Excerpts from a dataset
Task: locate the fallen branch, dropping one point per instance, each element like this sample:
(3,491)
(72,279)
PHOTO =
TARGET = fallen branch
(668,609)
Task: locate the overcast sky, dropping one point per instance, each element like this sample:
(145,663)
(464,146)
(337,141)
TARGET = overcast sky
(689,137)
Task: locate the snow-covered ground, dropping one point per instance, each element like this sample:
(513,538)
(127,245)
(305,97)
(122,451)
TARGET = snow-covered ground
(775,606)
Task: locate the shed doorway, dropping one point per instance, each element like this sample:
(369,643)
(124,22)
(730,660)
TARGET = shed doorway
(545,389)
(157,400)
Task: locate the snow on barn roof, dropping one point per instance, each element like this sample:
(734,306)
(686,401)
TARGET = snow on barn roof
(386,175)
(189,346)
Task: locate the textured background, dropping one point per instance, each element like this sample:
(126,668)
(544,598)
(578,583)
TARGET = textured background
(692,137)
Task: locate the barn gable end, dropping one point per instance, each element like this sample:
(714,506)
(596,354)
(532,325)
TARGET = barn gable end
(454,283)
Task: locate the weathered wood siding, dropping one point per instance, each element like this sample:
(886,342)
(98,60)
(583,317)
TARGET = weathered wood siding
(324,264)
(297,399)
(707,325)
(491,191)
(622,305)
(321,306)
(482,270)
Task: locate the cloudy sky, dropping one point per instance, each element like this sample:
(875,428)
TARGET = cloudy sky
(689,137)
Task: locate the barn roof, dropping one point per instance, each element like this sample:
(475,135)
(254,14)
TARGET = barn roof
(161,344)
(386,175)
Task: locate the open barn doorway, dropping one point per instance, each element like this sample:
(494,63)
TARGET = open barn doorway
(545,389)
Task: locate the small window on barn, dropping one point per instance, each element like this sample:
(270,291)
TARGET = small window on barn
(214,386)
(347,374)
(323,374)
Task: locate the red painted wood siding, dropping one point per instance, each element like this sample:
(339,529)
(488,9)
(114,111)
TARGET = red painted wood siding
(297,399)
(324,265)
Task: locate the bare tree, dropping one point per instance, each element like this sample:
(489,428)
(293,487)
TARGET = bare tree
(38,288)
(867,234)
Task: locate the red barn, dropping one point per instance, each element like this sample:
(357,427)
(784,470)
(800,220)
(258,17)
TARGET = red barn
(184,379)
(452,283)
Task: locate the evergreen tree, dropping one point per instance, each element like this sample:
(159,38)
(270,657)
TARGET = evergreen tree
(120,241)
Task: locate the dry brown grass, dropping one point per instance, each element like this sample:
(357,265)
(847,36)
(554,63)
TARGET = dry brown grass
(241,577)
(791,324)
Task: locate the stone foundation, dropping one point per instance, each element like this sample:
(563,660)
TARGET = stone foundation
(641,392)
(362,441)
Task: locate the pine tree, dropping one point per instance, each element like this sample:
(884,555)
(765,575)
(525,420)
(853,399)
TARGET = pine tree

### AIM OF THE TASK
Send back the complete set of entries, exactly as shown above.

### EXERCISE OUTPUT
Task: locate the fallen branch, dropping one point per instance, each element like this sample:
(3,491)
(72,279)
PHOTO =
TARGET = fallen branch
(668,609)
Task: locate the overcast sky, dropping one point per instance, each element like this sample:
(145,663)
(464,146)
(337,141)
TARGET = overcast sky
(689,137)
Task: locate the snow-covered ground, dropping one point per instance, each element like this sample:
(513,538)
(127,245)
(305,97)
(122,451)
TARGET = snow-covered ground
(775,606)
Task: locate the shed doorway, dropping one point per instance, each element like this sample:
(369,643)
(124,22)
(730,660)
TARGET = shed doorway
(545,389)
(157,400)
Task: locate the snow on barn roof, dropping one point per instance, each element like this sample:
(734,306)
(686,401)
TARGET = snow on barn roof
(386,175)
(189,346)
Task: locate the textured background, dropping one point per instance, each element like this sample:
(126,668)
(544,598)
(578,583)
TARGET = textured background
(692,137)
Task: locate the barn gable end, dropping one point per instance, each element like this sample:
(714,506)
(596,354)
(532,325)
TARGET = barn gable end
(454,283)
Task: locate the weathered wood siding, dropping one point per instance, each element like this sample:
(886,342)
(98,60)
(583,317)
TARGET = weathered wood siding
(324,264)
(297,399)
(707,325)
(491,191)
(622,305)
(321,306)
(482,270)
Task: locate the cloudy sky, dropping one point per instance, each element like this sample:
(875,428)
TARGET = cloudy sky
(689,137)
Task: locate the barn roof, dropping one point per instance, each element like this sample:
(475,135)
(254,14)
TARGET = barn roof
(161,344)
(386,175)
Task: locate the open barn doorway, dropping one point per instance, each element like this sample:
(494,63)
TARGET = open barn doorway
(545,389)
Task: locate the small window on barn, dropping one point per instance, each element like this sample:
(270,291)
TARGET = small window on barn
(214,386)
(347,374)
(323,374)
Task: locate the red painted wood siding, dropping one point per instance, each element like this sample:
(339,529)
(488,9)
(114,111)
TARGET = red painted wood siding
(297,399)
(324,265)
Task: locate the bare tree, dropping one point per instance, each element like this sample:
(489,428)
(293,487)
TARGET = bare tree
(38,288)
(867,234)
Task: locate the red barn, dropping one point per instance, each element like this sample:
(357,427)
(784,470)
(800,220)
(258,17)
TARGET = red barn
(184,379)
(452,283)
Task: locate the evergreen tree, dropping one point per instance, each element like this sample:
(159,38)
(270,657)
TARGET = evergreen tree
(120,241)
Task: locate the dry brown grass, dropping one point per instance, each element like this sample:
(357,265)
(847,36)
(554,63)
TARGET = dry brown grass
(241,577)
(791,324)
Task: locate the stone foundation, dropping one point per instance, each element like this sample:
(563,660)
TARGET = stone foundation
(641,392)
(362,441)
Task: locate the pine tree, dropping one point per instance, each element like this sample:
(884,555)
(765,575)
(525,420)
(853,399)
TARGET = pine tree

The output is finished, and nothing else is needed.